* _Directive 1_: Reproduce the passage in the text on digital experiences from "In the digital-first" up to and including "more tactical solutions.".
* _Directive 2_: Write the next part of the text on delivering digital experiences, starting after its final sentence.

* _Given text_:
────────
How to deliver digital experiences at the speed of opportunity
Updated: June 18, 2021
Learn how digital-first, digital-fast brands are aligning their people, playbook and platform to not just navigate disruption but to become disruptors themselves.
Introduction
Digital is the new front door to every business around the world. Along with rapid digital transformation, consumer demands continue to evolve faster than the pace of traditional businesses.
This is creating opportunities for new, digital-first, digital-fast brands to capitalize on the lack of speed of incumbents — and in some cases, completely redefine markets. The businesses that survive and thrive will be those that redefine how they go to market.
As brands face disruption on multiple fronts, the digital strategies companies have relied on in the past will no longer provide the flexibility and adaptability needed to deliver customer experiences across the ever-expanding customer journey. Brands need to build new digital capabilities and adopt technologies with a goal not just to navigate disruption but to become disruptors themselves.
These new market conditions require digital-fast brands to adopt a new approach to their people, playbook and platform.
The builder ethos: a new philosophy to empower your people
The builder ethos is philosophy that recognizes that outstanding digital experiences start with those who build them. Twenty-first century innovation doesn’t happen in the boardroom at a 30,000-foot level, but on the digital shop floor, built by the people who work with your product daily.
Yes, builders are developers, but they are also content creators, marketers, editors and designers. Builders are the people in your organization who are customer-obsessed — they invent and reinvent products and processes so they are able to deliver the best possible customer experiences.
More than a role or set of responsibilities, the term “builder” refers to a state of mind that empowers people to do. It’s a mindset that believes genius is not a result of one person’s good idea but of the delivery of that idea. The key is not having the good idea, but having the tools, flexibility and collaborative support systems to bring many good ideas to fruition, and to do so fast.
This is the future operating state of digital-first, digital-fast organizations. As Michel Feaster, CEO and co-founder of Usermind puts it, “The future of innovation is democratizing development. It’s not having more developers code; it’s getting non-technical people closer to the code.”
In the digital-first era, innovation flourishes when developers get closer to their customers to better empathize with their pain points. And business users get closer to developers so they can change course, adapt and experiment faster with more tactical solutions.
────────
* _Dataset content_:
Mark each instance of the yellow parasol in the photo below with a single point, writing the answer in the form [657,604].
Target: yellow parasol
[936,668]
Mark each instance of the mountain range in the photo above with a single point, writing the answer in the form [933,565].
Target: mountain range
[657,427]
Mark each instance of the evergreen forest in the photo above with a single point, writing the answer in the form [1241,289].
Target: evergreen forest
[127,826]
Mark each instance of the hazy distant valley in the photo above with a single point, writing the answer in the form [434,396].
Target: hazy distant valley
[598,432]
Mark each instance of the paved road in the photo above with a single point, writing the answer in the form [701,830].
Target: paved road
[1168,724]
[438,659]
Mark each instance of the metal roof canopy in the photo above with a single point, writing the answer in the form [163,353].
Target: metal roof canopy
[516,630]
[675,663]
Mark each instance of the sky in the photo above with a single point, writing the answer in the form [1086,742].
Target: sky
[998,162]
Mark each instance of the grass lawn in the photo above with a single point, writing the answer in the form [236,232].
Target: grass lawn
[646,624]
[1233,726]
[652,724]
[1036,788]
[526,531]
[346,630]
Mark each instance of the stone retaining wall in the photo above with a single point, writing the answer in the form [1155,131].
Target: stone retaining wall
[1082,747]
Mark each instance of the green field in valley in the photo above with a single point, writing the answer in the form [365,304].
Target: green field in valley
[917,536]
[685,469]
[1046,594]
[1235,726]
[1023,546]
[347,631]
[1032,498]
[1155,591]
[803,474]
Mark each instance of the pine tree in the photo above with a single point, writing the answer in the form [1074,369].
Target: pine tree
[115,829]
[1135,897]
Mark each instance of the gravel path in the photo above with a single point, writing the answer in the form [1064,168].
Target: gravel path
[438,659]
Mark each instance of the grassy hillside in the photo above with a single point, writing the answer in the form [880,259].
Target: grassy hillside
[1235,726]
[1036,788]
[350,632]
────────
* _Final result 1_:
In the digital-first era, innovation flourishes when developers get closer to their customers to better empathize with their pain points. And business users get closer to developers so they can change course, adapt and experiment faster with more tactical solutions.

* _Final result 2_:
What makes a builder?
Builders are not defined by job titles, org charts or an ability to code. Writers don’t need to learn how to code and developers don’t need to write copy. Builders are defined by how they approach the experience they have and create.
Builders are the doers in your company. They are power users of the technology and organizational systems that get things done. Developers, creatives and business users are each builders when they apply this shared mindset — not skillset — to all forms of problem solving, ideation and creation.
Power users are people who don’t just operate technology as defined by a user manual but maximize the output of technology by augmenting it to fit their needs.
Power users create the most impact with the greatest efficiency. This is the difference between someone who manually sorts their email inbox into neat and intuitive folders, and someone who sets up a series of filters that automatically route emails as soon as they are received into the same folders. The first user is effective, the second user is a builder.
Along with pushing the limits of tech, competence and confidence are standard characteristics of builders. They possess the competence to expose problems and are empowered with the confidence to take immediate action toward the solution they deem best. Builders are not afraid to make mistakes and will opt to apologize later rather than miss an opportunity now. This is how companies test, fail, iterate, launch and refine their digital products to produce the best customer experiences.
This “intrapreneurial” spirit of builders is also unique in its motivations. Builders are motivated by prosocial and altruistic drivers. They know that for the things they build to be used, they have to be worthwhile. They have to provide value. For digital-first, digital-fast companies, this drives builders to create the best digital experiences for your customers.
The role of leadership: creating a culture of innovation
To embed a culture of innovation, business leaders need to recognize, hire and cultivate builders. In the words of Andy Jassy, CEO of Amazon Web Services, “Speed disproportionally matters in every business,” and to move quickly, “you have to make sure you hire builders.”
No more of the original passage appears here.